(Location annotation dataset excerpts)
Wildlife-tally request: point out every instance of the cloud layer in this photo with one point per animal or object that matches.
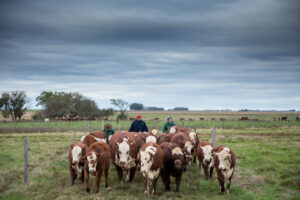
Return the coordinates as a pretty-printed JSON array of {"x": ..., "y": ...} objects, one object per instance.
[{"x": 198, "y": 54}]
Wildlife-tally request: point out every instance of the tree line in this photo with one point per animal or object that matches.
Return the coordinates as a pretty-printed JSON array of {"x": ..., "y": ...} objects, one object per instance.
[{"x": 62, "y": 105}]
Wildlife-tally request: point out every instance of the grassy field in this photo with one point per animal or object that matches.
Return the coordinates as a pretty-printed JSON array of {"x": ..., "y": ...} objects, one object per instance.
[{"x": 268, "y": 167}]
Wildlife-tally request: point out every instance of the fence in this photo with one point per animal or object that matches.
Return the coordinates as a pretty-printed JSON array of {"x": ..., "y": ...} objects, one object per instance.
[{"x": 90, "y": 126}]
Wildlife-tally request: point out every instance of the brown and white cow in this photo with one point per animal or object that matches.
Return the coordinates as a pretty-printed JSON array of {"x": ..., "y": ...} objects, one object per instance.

### Exercise
Can you recast every line of the items above as a numbered list, with blank lines and the pictures left out?

### Answer to the exercise
1. Wildlife-tally request: point out every instance of the cloud layer in this photo with one point per animal or object that matches.
2. Return the coordinates as a pretty-printed JSON array of {"x": ..., "y": ...} objects, one object per instance.
3. [{"x": 198, "y": 54}]
4. Wildlife-tally request: point out every instance of the tree line in this photo with one point per animal or object that matches.
5. Return the coordinates as a pretty-printed JSON array of {"x": ..., "y": ...} objects, one object per instance.
6. [{"x": 62, "y": 105}]
7. Wildlife-tally request: point out every instance of the grassy field in this photo with one point per animal or object that matches.
8. Return the coordinates as a pretty-printed JSON array of {"x": ..., "y": ...} objects, one object per instance.
9. [{"x": 268, "y": 167}]
10. Wildlife-tally request: point out every instance of the fence in this photo with one point per animal or object that matches.
11. Return the coordinates as a pretty-printed JSON array of {"x": ..., "y": ...} objects, one object per instance.
12. [{"x": 90, "y": 126}]
13. Wildlife-tally request: point out every instance of the brown and white cow in this photo with one point per animal or object that matches.
14. Return the coordinates as a pretty-printed JSON array of {"x": ..., "y": ...} objects, one object per instance.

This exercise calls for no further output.